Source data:
◆ ◆ ◆ ◆ ◆ ◆ ◆
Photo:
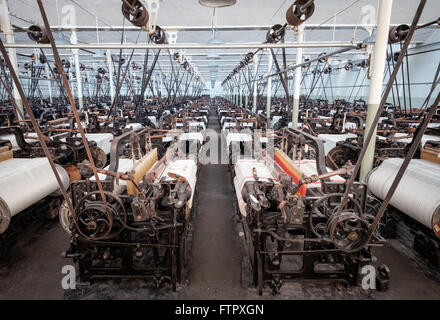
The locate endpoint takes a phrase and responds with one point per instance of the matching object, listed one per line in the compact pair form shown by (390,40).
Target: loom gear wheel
(298,13)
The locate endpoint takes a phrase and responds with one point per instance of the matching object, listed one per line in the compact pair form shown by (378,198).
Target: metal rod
(342,44)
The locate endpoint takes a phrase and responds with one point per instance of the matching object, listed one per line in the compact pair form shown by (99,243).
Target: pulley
(158,36)
(135,12)
(97,219)
(398,33)
(249,57)
(102,71)
(299,12)
(348,66)
(275,33)
(38,34)
(65,63)
(348,231)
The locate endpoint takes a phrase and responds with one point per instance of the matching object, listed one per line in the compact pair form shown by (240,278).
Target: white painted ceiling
(188,13)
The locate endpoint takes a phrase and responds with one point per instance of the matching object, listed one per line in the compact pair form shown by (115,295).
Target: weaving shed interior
(215,149)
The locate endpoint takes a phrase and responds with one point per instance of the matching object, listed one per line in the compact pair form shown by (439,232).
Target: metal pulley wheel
(299,12)
(65,63)
(275,33)
(364,64)
(322,60)
(398,33)
(38,34)
(65,217)
(324,208)
(249,57)
(99,220)
(336,158)
(348,231)
(327,70)
(135,12)
(99,157)
(42,59)
(158,36)
(348,66)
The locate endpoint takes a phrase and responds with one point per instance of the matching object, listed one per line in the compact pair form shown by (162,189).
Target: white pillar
(254,108)
(240,91)
(49,82)
(377,71)
(6,26)
(298,75)
(269,87)
(90,84)
(74,40)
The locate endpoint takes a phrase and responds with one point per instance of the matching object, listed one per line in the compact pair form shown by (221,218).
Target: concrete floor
(33,269)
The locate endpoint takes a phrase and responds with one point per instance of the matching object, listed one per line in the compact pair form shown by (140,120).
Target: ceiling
(248,19)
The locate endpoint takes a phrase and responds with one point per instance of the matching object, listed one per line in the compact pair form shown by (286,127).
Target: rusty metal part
(38,34)
(34,123)
(398,33)
(158,36)
(135,12)
(276,33)
(299,12)
(60,69)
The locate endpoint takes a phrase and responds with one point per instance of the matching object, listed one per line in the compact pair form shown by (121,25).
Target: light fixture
(371,39)
(61,39)
(99,55)
(217,3)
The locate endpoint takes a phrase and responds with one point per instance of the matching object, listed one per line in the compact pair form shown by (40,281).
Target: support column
(298,75)
(49,82)
(254,108)
(377,71)
(74,40)
(110,74)
(6,26)
(269,87)
(240,92)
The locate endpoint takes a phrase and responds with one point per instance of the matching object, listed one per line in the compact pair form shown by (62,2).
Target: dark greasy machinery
(288,210)
(139,228)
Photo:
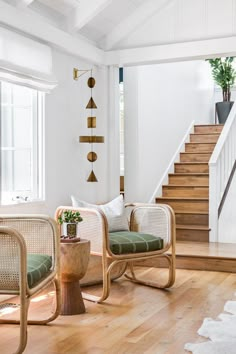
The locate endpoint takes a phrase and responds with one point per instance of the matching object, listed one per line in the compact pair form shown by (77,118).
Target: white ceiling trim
(132,22)
(33,25)
(85,12)
(24,2)
(173,52)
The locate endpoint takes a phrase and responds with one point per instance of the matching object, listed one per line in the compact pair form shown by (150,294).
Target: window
(21,144)
(122,167)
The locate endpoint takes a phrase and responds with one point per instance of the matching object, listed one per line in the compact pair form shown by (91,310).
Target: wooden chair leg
(57,307)
(23,325)
(171,275)
(105,285)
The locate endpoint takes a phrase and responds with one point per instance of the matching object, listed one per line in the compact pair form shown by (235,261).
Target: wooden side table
(74,263)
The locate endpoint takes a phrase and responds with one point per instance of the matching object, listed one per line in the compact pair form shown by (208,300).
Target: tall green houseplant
(224,74)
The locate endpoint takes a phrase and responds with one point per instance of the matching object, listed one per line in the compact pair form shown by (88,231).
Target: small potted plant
(69,221)
(224,75)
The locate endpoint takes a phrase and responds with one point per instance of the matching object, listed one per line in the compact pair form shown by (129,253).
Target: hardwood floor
(135,318)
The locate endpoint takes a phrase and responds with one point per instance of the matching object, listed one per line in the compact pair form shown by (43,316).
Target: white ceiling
(127,32)
(92,19)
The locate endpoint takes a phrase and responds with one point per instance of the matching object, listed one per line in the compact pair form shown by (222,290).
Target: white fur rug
(221,332)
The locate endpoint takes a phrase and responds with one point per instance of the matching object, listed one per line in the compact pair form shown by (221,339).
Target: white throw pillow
(114,211)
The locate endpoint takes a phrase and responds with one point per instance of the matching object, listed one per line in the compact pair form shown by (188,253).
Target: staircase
(187,191)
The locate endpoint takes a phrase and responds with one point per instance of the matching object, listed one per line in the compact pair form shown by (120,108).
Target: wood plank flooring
(134,320)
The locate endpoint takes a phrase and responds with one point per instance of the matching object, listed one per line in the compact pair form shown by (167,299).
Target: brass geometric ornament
(91,122)
(92,177)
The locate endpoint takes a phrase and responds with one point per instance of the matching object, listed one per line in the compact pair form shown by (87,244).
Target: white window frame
(37,190)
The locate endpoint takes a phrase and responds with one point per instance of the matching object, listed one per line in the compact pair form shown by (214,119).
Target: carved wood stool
(74,263)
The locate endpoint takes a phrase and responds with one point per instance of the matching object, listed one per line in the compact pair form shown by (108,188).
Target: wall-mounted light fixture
(91,122)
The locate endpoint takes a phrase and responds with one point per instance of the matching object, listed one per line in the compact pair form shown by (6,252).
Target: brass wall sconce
(91,122)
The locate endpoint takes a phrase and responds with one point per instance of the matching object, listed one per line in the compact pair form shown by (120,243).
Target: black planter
(222,110)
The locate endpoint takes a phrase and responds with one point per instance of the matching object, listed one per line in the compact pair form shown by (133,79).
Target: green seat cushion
(123,242)
(38,265)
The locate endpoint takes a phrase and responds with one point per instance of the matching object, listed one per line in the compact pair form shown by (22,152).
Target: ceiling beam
(24,2)
(133,21)
(85,12)
(34,26)
(175,52)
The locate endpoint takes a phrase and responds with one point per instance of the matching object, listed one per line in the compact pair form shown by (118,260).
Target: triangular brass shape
(91,103)
(92,177)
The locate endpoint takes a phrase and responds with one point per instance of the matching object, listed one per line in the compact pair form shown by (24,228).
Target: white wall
(160,103)
(227,218)
(67,168)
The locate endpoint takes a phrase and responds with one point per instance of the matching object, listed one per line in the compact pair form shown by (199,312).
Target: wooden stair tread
(192,213)
(192,227)
(211,133)
(196,153)
(189,174)
(208,125)
(199,142)
(191,163)
(184,198)
(184,186)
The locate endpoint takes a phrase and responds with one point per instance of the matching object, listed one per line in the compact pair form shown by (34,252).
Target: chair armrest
(155,219)
(94,227)
(39,232)
(13,259)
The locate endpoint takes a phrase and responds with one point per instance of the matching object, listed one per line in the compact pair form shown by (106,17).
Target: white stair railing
(170,168)
(220,167)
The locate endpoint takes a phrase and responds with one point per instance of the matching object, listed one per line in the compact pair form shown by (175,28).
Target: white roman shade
(24,61)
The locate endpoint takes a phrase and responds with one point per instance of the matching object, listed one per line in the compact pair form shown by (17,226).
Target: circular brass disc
(92,156)
(91,82)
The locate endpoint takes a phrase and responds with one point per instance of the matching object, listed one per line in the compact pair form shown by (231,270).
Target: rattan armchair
(155,219)
(25,239)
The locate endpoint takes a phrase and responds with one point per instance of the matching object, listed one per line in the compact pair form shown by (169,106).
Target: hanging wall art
(91,123)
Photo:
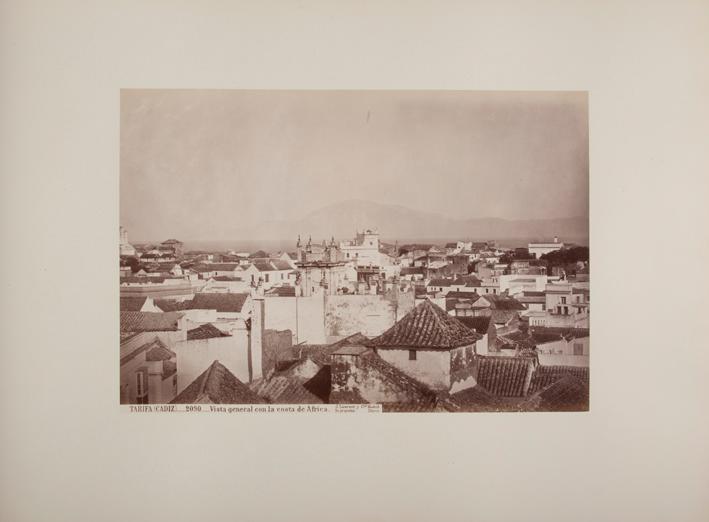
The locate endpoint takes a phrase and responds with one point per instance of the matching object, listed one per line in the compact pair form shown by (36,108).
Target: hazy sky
(193,160)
◆ ◆ ◆ ◆ ◆ ◆ ◆
### WRITTEN REQUEST
Set down all the entries exactly as they appear, but skip any pictures.

### ANSWER TO THIS PROBLEM
Photo:
The locate endpoint takes a phrase and responds with one point per instance of the matching object, listed one per line in the compact pair form shown by (390,40).
Target: loom gear wheel
(298,13)
The locate endpoint takes a phrase and responds with one point per instance of the matching object, listed one per line in the compact pair form shown by (378,198).
Target: metal rod
(342,44)
The locate endpoint takes a phrase and responds with one point per instance of the matching object, listed one per line in the compact pair form shown by (99,243).
Target: pulley
(158,36)
(135,12)
(97,219)
(398,33)
(249,57)
(102,71)
(299,12)
(348,66)
(275,33)
(38,34)
(65,63)
(348,231)
The locate endpoint takes a phrase and responds with one point per instance of the matching object, listed one per line in the compact pair form shown by (240,278).
Target: white painted ceiling
(188,13)
The locate endpoint takes a phrase and responds with one point per instance of the matching object, listed one per line in the compact pair form shown by (115,295).
Target: weaving shed interior
(215,149)
The locate endpoint takes a phrase and responds with one point per instance of the matching object, listed one per line in the compact pair form shown by (439,232).
Target: metal pulley wheel
(299,12)
(65,63)
(275,33)
(364,64)
(322,60)
(398,33)
(38,34)
(65,217)
(324,208)
(249,57)
(99,220)
(336,158)
(348,231)
(327,70)
(135,12)
(99,157)
(42,59)
(158,36)
(348,66)
The locate endpoint takes a phrase and responds with one point per instance of the matching object, listed one per line in the compact pair form shown by (162,189).
Target: white pillar
(254,108)
(240,91)
(49,82)
(377,71)
(6,26)
(298,75)
(269,87)
(90,84)
(74,40)
The locate endpoint takes a phrase and responds with one point per instance of the matching object, listed one per line in the compact pair form shown by (221,218).
Target: concrete floor
(33,269)
The locate endpoint takes a phrase and responds with one point per instance of the matching object, listed one per line in the compact pair form shown by (140,120).
Target: ceiling
(248,19)
The locate endpoint takes a phrase and responds with one point per instance of the matching object, listed one per line in the compact pair form shown by (286,127).
Target: rusty metal part
(38,34)
(34,123)
(398,33)
(158,36)
(135,12)
(276,33)
(299,12)
(60,69)
The locate endpoint takes a phrase and responds with one point per instance of the matching object, listed one per line in the compact pair form shown by (121,25).
Target: light fixture
(371,39)
(61,39)
(99,55)
(217,3)
The locate endpoint takes a phrase and responds with one point per instance of the matching object, listed one per line in the compact pair form shown by (40,281).
Target: support column
(298,75)
(49,82)
(254,108)
(377,71)
(74,40)
(110,74)
(6,26)
(269,87)
(240,92)
The locate endpoint takes a phrase and responds with one point per instance of the matching object, listed one per line in the compact pair form shown by (62,2).
Target: dark greasy machinery
(288,210)
(139,228)
Photo:
The locate endpoint takes a phrase and responds with one point per instance of the matching object, listed one per line in the compact pair form shown by (77,118).
Target: white ceiling trim
(132,22)
(33,25)
(85,12)
(24,2)
(173,52)
The locate endpoint takes a phrase and responds with one point per instance of the matching object, listed one per line in the compact pair form shown by (150,294).
Target: window
(21,144)
(122,167)
The locate endpoint takes a phrase and responds with one point per instance of the matching object, listed one per line in the compact pair form shown by (91,310).
Target: wooden chair leg
(57,307)
(23,325)
(171,275)
(105,285)
The locate endpoint takes a phrase and responds with one point per instance of the matching object, listed one per line in the compact pair form shown by (235,261).
Target: wooden side table
(74,263)
The locate endpoint takes a phrase and responds with one point per instance of the matching object, listed one per line in the compact pair form shown by (208,300).
Target: tall green houseplant
(224,74)
The locate endpoint takes a phrase and responds with one point per instance of the matching object, listed one per line in the compact pair form shown by (88,231).
Target: small potted plant
(69,221)
(224,75)
The locate endpoint takes a phrase and responds with one point per instance of the matching object, listed one per line in the compact pair form shown by (129,253).
Target: hardwood floor
(135,318)
The locate endpoint takes a phrase and responds with one point per instance of the matching object, listed one per line in the compact pair form shown by (43,316).
Target: white ceiling
(127,32)
(92,19)
The locate endpoint takes a phrase and responds with one point per instance of the matching object, listed one per line in the compact pair form shown by (222,290).
Target: white fur rug
(221,332)
The locate endpoint takes a phrase and responds with one point per instance of the matching object, listed one per line in the compact pair form shown by (221,339).
Target: white throw pillow
(114,211)
The locate endpoint takes a phrase and responds with one point per instance of the matching object, listed one per line in the compact pair form shown by (188,253).
Target: staircase
(187,191)
The locate endpoint takes a phrase and responds with one point per instance of the matching object, listed one per line in the compact pair form shown by (120,108).
Target: wood plank flooring
(134,320)
The locate endpoint takes a phrase and responds with one point per instance of the matching object, listed one per line in the compact pair form shown by (167,299).
Target: brass geometric ornament
(91,122)
(92,177)
The locate endpoint takes a phrase and responds with one point per instance of the matching object, listed one per line in the compact pair form shown by (87,244).
Target: white window frame
(37,190)
The locate endpoint takes a phrase and responds with one point per instance of the matching object, listed one per line in the compact pair form shown by (214,119).
Target: carved wood stool
(74,263)
The locate endpoint takes a phrase and responds with one point per instance of the matching object, listed one per line in the compact pair form shown by (108,188).
Target: wall-mounted light fixture
(91,122)
The locate endpoint takes a phrase and responds with one point per instance of the matching object, listed one per line in the compact pair form shown by (6,252).
Target: brass wall sconce
(91,122)
The locate endpoint takes a phrase and responds with one point per instance of the matching object, listed one per line in the compact pair form shown by (120,243).
Target: black planter
(222,110)
The locate endpoint takes a phrase and responds with one point per instance of the matching object, listed one per line in the compact pair form shown by (133,79).
Target: green seat cushion
(123,242)
(38,265)
The locate endpoint takes a phrase and responds with one point per instance of the matching object, listed one per line in the compact pair form shown by (22,152).
Target: ceiling beam
(24,2)
(133,21)
(85,12)
(34,26)
(175,52)
The locate endpoint takes a phrase and responds with one point per instance of the matching object, listed one per line in the compact pair form shown by (118,260).
Target: triangular brass shape
(91,103)
(92,177)
The locate endpoint takes a phrase and responds with one point per instance of the matching object, listed one per line in the compact pair form shown by (24,228).
Target: white wall
(160,103)
(227,218)
(67,168)
The locate endpoint takes a phrase and responds with one point per instance of the matching object, listed one per line in the compact pair form shown by (199,312).
Target: wooden stair tread
(192,213)
(192,227)
(211,133)
(196,153)
(189,174)
(208,125)
(199,142)
(191,163)
(184,198)
(184,186)
The locate endpoint takes a phrase and responds with one point per instance of the matching object, listed one per line in the compact pair form shown by (34,252).
Target: chair armrest
(155,219)
(94,227)
(39,232)
(13,259)
The locate endpoint takes a phrase and responds with one point per instance of the matching object, listed one per line in the compact pair form shown by (106,17).
Target: white stair railing
(170,168)
(220,167)
The locate endpoint takes a phrase and responds with one point per instance of the matching object, listed one per line in the compact pair form shown by (175,28).
Target: white roman shade
(24,61)
The locate endpoint takes a phrase and responds with one point per instance of the matching object, listed one per line in the compact pair form shown by (17,226).
Target: circular brass disc
(92,156)
(91,82)
The locate endpoint takes a phrase and responds with one point per instance of the matching object, listed one per line in the compact pair form shown by (231,270).
Target: rattan armchair
(155,219)
(25,239)
The locate endpoint takes a phrase and responds with one point per instance of the matching object, listed one per line in the compact pair form shown by (169,106).
Target: hanging wall art
(91,123)
Photo:
The locate endpoint takes a phrase and responds with one point per instance of the matching object, listed one per line in the compact pair form shown by (36,108).
Target: hazy sky
(193,160)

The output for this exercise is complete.